Some records:
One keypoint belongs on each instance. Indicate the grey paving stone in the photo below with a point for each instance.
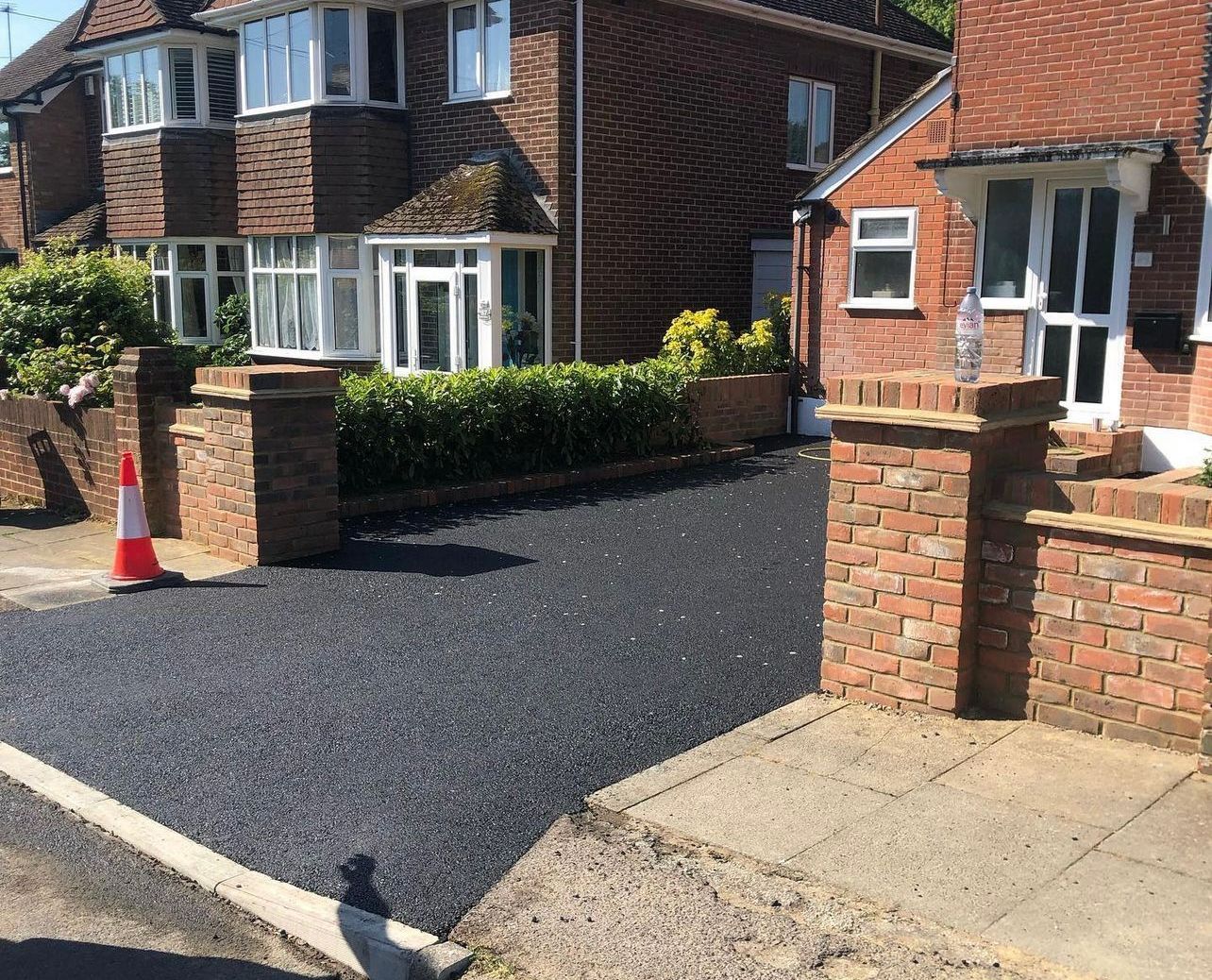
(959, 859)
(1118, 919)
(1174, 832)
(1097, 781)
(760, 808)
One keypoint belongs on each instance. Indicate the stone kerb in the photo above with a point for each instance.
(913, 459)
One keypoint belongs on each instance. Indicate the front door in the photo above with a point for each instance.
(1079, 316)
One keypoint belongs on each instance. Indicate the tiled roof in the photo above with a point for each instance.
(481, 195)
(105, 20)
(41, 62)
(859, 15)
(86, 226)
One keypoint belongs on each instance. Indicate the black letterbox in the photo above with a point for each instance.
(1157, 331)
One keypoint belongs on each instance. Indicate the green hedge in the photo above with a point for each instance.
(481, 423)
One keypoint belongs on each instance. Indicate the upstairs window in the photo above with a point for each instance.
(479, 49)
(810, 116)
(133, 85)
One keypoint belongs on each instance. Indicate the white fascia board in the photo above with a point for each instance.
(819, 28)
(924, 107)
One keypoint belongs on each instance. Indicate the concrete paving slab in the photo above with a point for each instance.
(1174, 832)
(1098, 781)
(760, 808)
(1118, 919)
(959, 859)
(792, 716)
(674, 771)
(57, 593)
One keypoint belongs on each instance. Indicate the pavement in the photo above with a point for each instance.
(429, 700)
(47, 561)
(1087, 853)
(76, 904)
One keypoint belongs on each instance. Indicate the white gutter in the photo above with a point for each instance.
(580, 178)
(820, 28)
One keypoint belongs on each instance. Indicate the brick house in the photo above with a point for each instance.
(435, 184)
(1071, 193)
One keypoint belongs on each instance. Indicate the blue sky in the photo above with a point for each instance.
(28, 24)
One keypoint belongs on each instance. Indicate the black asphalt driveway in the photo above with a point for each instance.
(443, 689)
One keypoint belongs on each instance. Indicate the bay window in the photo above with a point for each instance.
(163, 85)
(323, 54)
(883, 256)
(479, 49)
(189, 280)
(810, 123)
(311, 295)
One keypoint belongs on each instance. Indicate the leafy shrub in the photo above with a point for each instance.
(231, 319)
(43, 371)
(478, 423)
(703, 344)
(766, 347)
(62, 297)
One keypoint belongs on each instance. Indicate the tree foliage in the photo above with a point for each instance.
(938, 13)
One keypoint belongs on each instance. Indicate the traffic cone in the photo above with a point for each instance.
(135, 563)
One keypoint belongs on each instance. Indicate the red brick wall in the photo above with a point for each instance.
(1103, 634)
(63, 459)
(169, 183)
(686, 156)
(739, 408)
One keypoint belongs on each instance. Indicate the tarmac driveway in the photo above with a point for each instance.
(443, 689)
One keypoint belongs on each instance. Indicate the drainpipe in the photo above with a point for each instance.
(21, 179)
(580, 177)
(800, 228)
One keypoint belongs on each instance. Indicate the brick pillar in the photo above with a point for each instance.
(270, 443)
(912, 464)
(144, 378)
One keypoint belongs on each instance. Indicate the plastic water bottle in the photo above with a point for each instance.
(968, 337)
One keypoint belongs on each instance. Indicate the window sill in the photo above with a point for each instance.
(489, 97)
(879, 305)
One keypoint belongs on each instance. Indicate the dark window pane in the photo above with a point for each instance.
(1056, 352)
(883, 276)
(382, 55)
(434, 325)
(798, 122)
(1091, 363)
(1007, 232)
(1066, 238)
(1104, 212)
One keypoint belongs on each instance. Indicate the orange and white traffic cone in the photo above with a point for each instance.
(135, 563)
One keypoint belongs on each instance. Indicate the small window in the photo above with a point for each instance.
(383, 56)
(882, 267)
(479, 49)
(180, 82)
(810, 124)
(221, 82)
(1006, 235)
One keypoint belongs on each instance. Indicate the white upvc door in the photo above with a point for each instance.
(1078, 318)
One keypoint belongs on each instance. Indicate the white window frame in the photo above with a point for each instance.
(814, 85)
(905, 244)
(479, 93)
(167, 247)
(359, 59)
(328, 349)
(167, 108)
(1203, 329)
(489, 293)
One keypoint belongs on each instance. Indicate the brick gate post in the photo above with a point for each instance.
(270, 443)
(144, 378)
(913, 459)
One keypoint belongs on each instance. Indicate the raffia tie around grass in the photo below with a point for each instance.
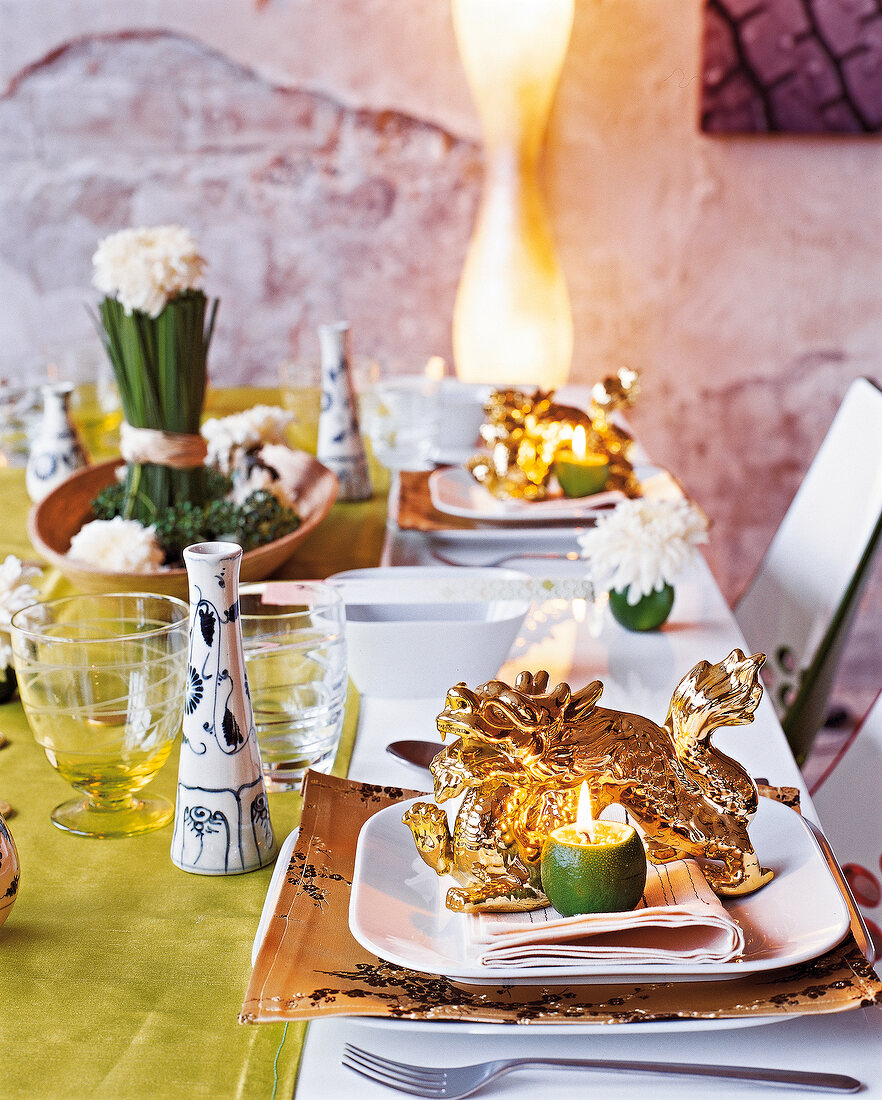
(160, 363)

### Task directions
Render the material above as a JSON list of strings, one string per line, omitting any blank lines. Exclude the pictures from the output.

### Answer to the problem
[
  "One keypoint belongs on each instance. Indicate the grey paving stone in the photo below with a point for each instance.",
  "(959, 859)",
  "(1118, 919)",
  "(1174, 832)",
  "(1097, 781)",
  "(760, 808)",
  "One keypoint belongs on each instance. Indicate the stone kerb in the photo above with a point for each instance.",
  "(913, 459)",
  "One keypoint belongs on each instance. Indicate the front door in the photo above with a point for each instance.",
  "(1079, 316)",
  "One keypoint belongs on each instance. Indicate the tiled roof in the photo above with a point for each instance.",
  "(481, 195)",
  "(105, 20)",
  "(41, 62)",
  "(859, 15)",
  "(86, 226)",
  "One keypoint belongs on each instance. Indicate the black letterbox in the photo above with a point for each instance.",
  "(1157, 331)",
  "One keypoint belongs on each instance. Indicate the green hedge in the photo above with a point for each instance.",
  "(481, 423)",
  "One keypoint belongs on each instance. Indicate the upstairs window in the photo above with a point for each instance.",
  "(479, 49)",
  "(810, 116)",
  "(133, 85)",
  "One keypoint belongs on each instance. Indicate the white fascia board in the photo above with a point for each instance.",
  "(819, 28)",
  "(924, 107)",
  "One keypoint belongs on each instance. Indicate the concrete paving slab in the photo above with a point for each instance.",
  "(1174, 832)",
  "(1098, 781)",
  "(760, 808)",
  "(1118, 919)",
  "(959, 859)",
  "(792, 716)",
  "(674, 771)",
  "(57, 593)",
  "One keypoint belongs on each instance. Indicate the pavement in the photo above with a point for each instance.",
  "(429, 700)",
  "(47, 561)",
  "(1087, 853)",
  "(76, 904)",
  "One keypoint belongs on each instance. Indicate the white gutter in the photo above with a point for each instance.",
  "(580, 178)",
  "(820, 28)",
  "One keypoint belongs on each instance. Indicate the brick house in the photo above with a point for each instance.",
  "(435, 184)",
  "(1071, 193)",
  "One keypoint belongs on each instance. Indicate the blue sky in the photo above with a point for each instance.",
  "(28, 24)",
  "One keypoint belongs on each instance. Indicate the black asphalt driveway in the photo above with a point for each instance.",
  "(443, 689)",
  "One keypoint belongs on each instance. Indicate the bay window in the photo above with a point for each instance.",
  "(163, 85)",
  "(323, 54)",
  "(883, 256)",
  "(479, 49)",
  "(189, 280)",
  "(810, 123)",
  "(311, 295)",
  "One keypoint belongs on each instance. Indicate the leafy shrub in the photo above with a point for each instance.",
  "(231, 319)",
  "(43, 371)",
  "(478, 423)",
  "(703, 344)",
  "(766, 347)",
  "(62, 297)",
  "One keypoint belongs on each instance. Indicate the tree foliage in the photo above with a point for each instance.",
  "(938, 13)",
  "One keypoint belongs on each instance. Indicate the traffic cone in the photo above with a point for each instance.",
  "(135, 563)",
  "One keypoint belongs on each instance. Indicate the red brick wall in the photo above with a point for each instance.",
  "(1103, 634)",
  "(63, 459)",
  "(169, 183)",
  "(686, 156)",
  "(739, 408)",
  "One keypoint belongs on each instance. Indicate the tarmac driveway in the photo above with a point for each instance.",
  "(443, 689)",
  "One keypoint belongs on each instance. Indicate the drainpipe in the photo above with a point for each instance.",
  "(21, 179)",
  "(580, 177)",
  "(800, 228)",
  "One keypoint belongs on each instance. Indicate the brick pillar in the photo above with a point for each instance.",
  "(270, 443)",
  "(912, 464)",
  "(144, 378)",
  "One keypoint belongs on each instance. Indicate the plastic water bottle in the photo above with a point for each instance.",
  "(968, 337)",
  "One keypoint belongs on each instance. Indicate the window sill in the photo above with a point for each instance.",
  "(489, 97)",
  "(879, 305)",
  "One keypoint belongs on each instance. Indicate the dark window pane in the photo above with a point for each instance.",
  "(1056, 352)",
  "(883, 276)",
  "(382, 55)",
  "(434, 325)",
  "(798, 122)",
  "(1091, 363)",
  "(1007, 232)",
  "(1066, 238)",
  "(1104, 212)",
  "One keypoint belongs on each instance. Indicate the orange and white traffic cone in the photo above with a point for each instance.",
  "(135, 563)",
  "One keypoint belongs on each instance. Indicate the small window in the photo above with a point for each instance.",
  "(383, 56)",
  "(882, 267)",
  "(479, 49)",
  "(180, 82)",
  "(810, 124)",
  "(221, 82)",
  "(1006, 235)",
  "One keypoint belongs on each instance. Indicate the white upvc door in the photo above with a point for each instance.",
  "(1078, 318)",
  "One keypoint belongs on each instance. Indicate the white window frame in the photo above with a point for each instance.",
  "(814, 85)",
  "(905, 244)",
  "(479, 93)",
  "(167, 247)",
  "(359, 59)",
  "(328, 349)",
  "(167, 108)",
  "(1203, 329)",
  "(489, 293)",
  "One keypoint belongs on each instance. Indicate the brick gate post in the photo above with a point for each instance.",
  "(270, 443)",
  "(144, 378)",
  "(913, 459)",
  "One keypoint belongs on each instance. Indicate the raffia tie around grass in the photo below with a point for each instance.",
  "(160, 363)"
]